_Problem details_
Nothing but an exact copy of the listing should appear in the response.

===== Provided entries

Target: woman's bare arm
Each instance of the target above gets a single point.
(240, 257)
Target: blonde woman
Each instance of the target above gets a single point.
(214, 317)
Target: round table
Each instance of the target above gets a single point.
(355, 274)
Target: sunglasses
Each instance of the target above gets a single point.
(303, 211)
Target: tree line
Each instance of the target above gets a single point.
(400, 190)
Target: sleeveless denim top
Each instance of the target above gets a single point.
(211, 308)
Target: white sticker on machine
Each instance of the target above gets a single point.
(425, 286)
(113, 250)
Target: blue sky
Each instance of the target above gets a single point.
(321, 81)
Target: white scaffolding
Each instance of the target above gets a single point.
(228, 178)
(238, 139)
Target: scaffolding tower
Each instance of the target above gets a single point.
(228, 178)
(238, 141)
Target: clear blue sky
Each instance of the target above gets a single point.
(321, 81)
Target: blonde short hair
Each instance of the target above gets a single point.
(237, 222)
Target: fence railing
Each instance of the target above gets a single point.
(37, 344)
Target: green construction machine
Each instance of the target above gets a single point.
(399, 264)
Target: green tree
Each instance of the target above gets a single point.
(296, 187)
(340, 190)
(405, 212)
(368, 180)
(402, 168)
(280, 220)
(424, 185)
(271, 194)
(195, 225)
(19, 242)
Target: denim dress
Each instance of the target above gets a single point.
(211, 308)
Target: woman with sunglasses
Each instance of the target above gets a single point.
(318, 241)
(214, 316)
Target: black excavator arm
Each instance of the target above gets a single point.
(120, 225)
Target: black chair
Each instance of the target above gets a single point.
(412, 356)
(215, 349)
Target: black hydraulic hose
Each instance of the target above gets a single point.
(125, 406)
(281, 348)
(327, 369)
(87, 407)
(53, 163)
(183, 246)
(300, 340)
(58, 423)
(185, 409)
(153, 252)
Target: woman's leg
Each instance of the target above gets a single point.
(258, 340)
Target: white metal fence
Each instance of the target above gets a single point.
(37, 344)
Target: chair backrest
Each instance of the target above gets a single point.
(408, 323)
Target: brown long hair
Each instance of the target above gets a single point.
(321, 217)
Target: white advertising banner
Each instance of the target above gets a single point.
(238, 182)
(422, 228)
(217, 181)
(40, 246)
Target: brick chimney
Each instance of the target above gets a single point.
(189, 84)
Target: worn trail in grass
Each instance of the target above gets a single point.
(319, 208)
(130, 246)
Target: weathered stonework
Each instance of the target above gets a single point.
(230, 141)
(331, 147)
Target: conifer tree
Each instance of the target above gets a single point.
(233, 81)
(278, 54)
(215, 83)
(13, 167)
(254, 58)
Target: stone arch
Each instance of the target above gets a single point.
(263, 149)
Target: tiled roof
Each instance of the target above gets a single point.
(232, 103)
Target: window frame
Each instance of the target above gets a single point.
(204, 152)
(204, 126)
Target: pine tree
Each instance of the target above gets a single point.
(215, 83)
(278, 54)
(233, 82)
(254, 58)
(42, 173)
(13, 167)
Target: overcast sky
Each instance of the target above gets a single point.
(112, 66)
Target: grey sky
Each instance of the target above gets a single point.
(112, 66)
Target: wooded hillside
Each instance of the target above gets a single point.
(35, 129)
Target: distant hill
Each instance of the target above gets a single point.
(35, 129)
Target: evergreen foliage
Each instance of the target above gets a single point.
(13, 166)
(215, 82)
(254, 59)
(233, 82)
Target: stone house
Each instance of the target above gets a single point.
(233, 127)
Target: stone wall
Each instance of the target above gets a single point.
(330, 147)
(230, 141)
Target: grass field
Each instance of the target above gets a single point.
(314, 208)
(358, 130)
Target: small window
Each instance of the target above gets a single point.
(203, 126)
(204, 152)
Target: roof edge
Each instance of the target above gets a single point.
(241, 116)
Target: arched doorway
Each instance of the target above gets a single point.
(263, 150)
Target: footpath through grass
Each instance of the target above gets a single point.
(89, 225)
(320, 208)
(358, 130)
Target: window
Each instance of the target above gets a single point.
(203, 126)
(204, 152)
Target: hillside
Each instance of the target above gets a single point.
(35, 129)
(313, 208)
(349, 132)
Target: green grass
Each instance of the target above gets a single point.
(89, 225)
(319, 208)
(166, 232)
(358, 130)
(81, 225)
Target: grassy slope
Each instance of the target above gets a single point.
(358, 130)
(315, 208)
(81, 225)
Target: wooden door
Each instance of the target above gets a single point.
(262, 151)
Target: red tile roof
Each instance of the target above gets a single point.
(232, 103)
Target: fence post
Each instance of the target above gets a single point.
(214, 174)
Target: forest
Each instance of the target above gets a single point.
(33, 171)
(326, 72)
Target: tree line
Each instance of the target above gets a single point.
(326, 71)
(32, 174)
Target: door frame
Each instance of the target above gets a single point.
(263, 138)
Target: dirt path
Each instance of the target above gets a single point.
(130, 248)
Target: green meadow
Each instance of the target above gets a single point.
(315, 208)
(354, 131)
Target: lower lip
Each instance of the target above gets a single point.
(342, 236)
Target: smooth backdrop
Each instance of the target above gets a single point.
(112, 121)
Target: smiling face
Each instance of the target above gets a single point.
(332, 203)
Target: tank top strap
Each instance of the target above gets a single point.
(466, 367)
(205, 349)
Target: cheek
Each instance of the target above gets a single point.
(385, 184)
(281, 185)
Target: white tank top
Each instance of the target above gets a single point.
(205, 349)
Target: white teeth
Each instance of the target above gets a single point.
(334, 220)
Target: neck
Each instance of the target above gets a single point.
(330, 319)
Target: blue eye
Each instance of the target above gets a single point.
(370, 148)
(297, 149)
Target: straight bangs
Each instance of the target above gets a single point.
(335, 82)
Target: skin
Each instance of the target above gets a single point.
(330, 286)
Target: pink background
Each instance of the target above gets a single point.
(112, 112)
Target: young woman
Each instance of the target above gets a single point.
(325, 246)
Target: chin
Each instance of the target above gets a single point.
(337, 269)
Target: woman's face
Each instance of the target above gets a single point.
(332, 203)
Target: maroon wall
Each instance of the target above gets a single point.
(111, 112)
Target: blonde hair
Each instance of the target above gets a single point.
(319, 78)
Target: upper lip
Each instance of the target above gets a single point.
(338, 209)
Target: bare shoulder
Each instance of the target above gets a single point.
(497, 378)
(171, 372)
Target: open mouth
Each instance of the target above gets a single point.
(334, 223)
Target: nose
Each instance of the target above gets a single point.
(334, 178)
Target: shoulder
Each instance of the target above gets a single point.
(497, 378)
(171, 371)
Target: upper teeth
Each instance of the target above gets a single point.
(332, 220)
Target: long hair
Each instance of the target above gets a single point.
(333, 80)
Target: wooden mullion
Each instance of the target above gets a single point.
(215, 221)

==========

_Solution_
Target: woman's bare arm
Each instance of the target above gets a single point.
(240, 257)
Target: blonde woman
Each instance of the target above gets a single point.
(214, 317)
Target: round table
Each instance of the target above gets a single point.
(355, 274)
Target: sunglasses
Each instance of the target above gets a single point.
(303, 211)
Target: tree line
Each instance of the target above gets a single point.
(400, 190)
Target: sleeveless denim top
Each instance of the target above gets a single point.
(211, 308)
Target: white sticker on machine
Each instance of the target above gets a single point.
(425, 286)
(113, 250)
Target: blue sky
Each instance of the target above gets a single point.
(321, 81)
Target: white scaffolding
Each instance of the target above gets a single point.
(228, 178)
(238, 139)
Target: scaffolding tower
Each instance of the target above gets a single point.
(228, 178)
(238, 141)
Target: clear blue sky
Each instance of the target above gets a single point.
(321, 81)
Target: blonde short hair
Each instance of the target above gets a single point.
(237, 222)
Target: fence railing
Each instance of the target above gets a single point.
(37, 344)
Target: green construction machine
Each instance of the target above gets a single point.
(399, 264)
Target: green tree
Each instance of the target above gets a single point.
(296, 187)
(340, 190)
(405, 212)
(368, 180)
(402, 168)
(280, 220)
(424, 185)
(271, 194)
(195, 225)
(19, 242)
Target: denim dress
Each instance of the target above gets a single point.
(211, 308)
Target: woman with sunglasses
Each instance of the target above gets a single point.
(318, 241)
(214, 316)
Target: black excavator arm
Each instance of the target above gets a single point.
(120, 225)
Target: black chair
Each instance of the target above gets a single point.
(412, 356)
(215, 349)
Target: black hydraulic hose
Each instance of the target above gets a single point.
(125, 406)
(281, 348)
(327, 369)
(87, 407)
(53, 163)
(183, 246)
(300, 340)
(58, 423)
(185, 409)
(153, 252)
Target: woman's leg
Each instance of the target above gets a single point.
(258, 340)
Target: white metal fence
Each instance of the target above gets a single point.
(37, 344)
Target: chair backrest
Each instance of the target above gets a single point.
(408, 323)
Target: brown long hair
Each instance of the target above gets a single point.
(321, 217)
Target: white advertising banner
Each instance of the target above gets a single point.
(238, 182)
(422, 228)
(217, 181)
(40, 246)
Target: brick chimney
Each instance of the target above gets a single point.
(189, 84)
Target: worn trail in grass
Each instance of the target above gets a single point.
(319, 208)
(130, 246)
Target: weathered stonework
Each instance of the target above gets a single point.
(230, 141)
(331, 147)
Target: conifer tree
Each instance of the target above gets a single point.
(233, 81)
(278, 54)
(215, 83)
(13, 167)
(254, 58)
Target: stone arch
Each instance of the target above gets a single point.
(263, 149)
Target: tiled roof
Each instance of the target above gets a single point.
(232, 103)
Target: window frame
Each instance of the target above gets a single point.
(204, 152)
(204, 126)
Target: pine tree
Each instance of the target above gets a single point.
(215, 83)
(278, 54)
(233, 82)
(254, 58)
(42, 173)
(13, 167)
Target: overcast sky
Each instance of the target above gets a single point.
(112, 66)
Target: grey sky
Each instance of the target above gets a single point.
(112, 66)
Target: wooded hillside
Each instance of the target above gets a single point.
(35, 129)
Target: distant hill
Each instance of the target above gets a single point.
(35, 129)
Target: evergreen foliage
Each instance of the target above gets a single point.
(13, 166)
(215, 82)
(254, 59)
(233, 82)
Target: stone house
Each instance of the target above gets a single point.
(233, 127)
Target: stone wall
Each instance of the target above gets a single point.
(330, 147)
(230, 141)
Target: grass field
Each instance of the target above gets a single point.
(314, 208)
(358, 130)
Target: small window
Each instance of the target above gets a single point.
(203, 126)
(204, 152)
Target: roof edge
Each instance of the target above gets a single point.
(241, 116)
Target: arched doorway
Each instance of the target above gets a single point.
(263, 150)
Target: footpath through grass
Each instance of the target above gets a single point.
(89, 225)
(320, 208)
(358, 130)
Target: window
Each instance of the target above gets a single point.
(203, 126)
(204, 152)
Target: hillside
Each instance of the target above gets a single point.
(35, 129)
(313, 208)
(349, 132)
Target: green grass
Each instance of the target above gets a single point.
(89, 225)
(319, 208)
(166, 232)
(358, 130)
(81, 225)
Target: grassy slope
Each instance of the target above gets a single point.
(358, 130)
(315, 208)
(81, 225)
Target: wooden door
Each instance of the target above gets a single point.
(262, 151)
Target: red tile roof
Each instance of the target above gets a single point.
(232, 103)
Target: fence post
Each instance of the target above gets a single point.
(214, 174)
Target: forest
Each instance of the target above gets a single point.
(33, 171)
(326, 72)
Target: tree line
Each instance of the target above gets a single point.
(326, 71)
(32, 174)
Target: door frame
Each instance of the target above gets a single point.
(263, 138)
Target: dirt path
Each instance of the target above gets a single point.
(130, 248)
Target: green meadow
Each instance of the target above gets a single point.
(315, 208)
(354, 131)
Target: lower lip
Each instance of the target above gets a single point.
(342, 236)
Target: smooth backdrop
Each instance of the target above gets a single point.
(112, 121)
Target: smiling face
Each instance of the target above gets a single point.
(332, 203)
Target: tank top strap
Each instance of the target above gets a single point.
(466, 367)
(205, 349)
Target: cheek
Each instance of the target above gets a single point.
(385, 184)
(281, 185)
Target: white tank top
Each instance of the target above gets a single point.
(205, 349)
Target: white teeth
Each instance of the target above gets a single point.
(334, 220)
Target: neck
Each instance of the target above gets a single point.
(330, 319)
Target: blue eye
Each instance of the target above gets a single point.
(370, 148)
(297, 149)
Target: straight bangs
Each instance of the target above gets a single point.
(335, 82)
Target: skin
Each instance of the target above gets a single point.
(330, 286)
Target: pink background
Each instance of the target above gets a single point.
(112, 112)
Target: young woman
Each instance of the target above gets a single point.
(325, 246)
Target: chin
Each instance of the target above gets a single point.
(337, 269)
Target: woman's face
Each instance of the target above gets a single point.
(332, 203)
Target: maroon wall
Each instance of the target above gets a single point.
(111, 112)
Target: blonde hair
Each instance of the target above gets a single point.
(319, 78)
Target: upper lip
Each instance of the target above gets a single point.
(338, 209)
Target: bare shoulder
Each instance of the target above gets a single point.
(497, 378)
(171, 372)
Target: open mouth
Each instance of the target above gets a single point.
(334, 223)
Target: nose
Each instance of the target above gets a single point.
(334, 178)
Target: shoulder
Each instance of the target above gets a single point.
(497, 378)
(171, 371)
Target: upper teeth
Each instance of the target above gets a single point.
(332, 220)
Target: long hair
Each instance of the target above gets a single point.
(333, 80)
Target: wooden mullion
Each instance of the target above gets a single point.
(215, 221)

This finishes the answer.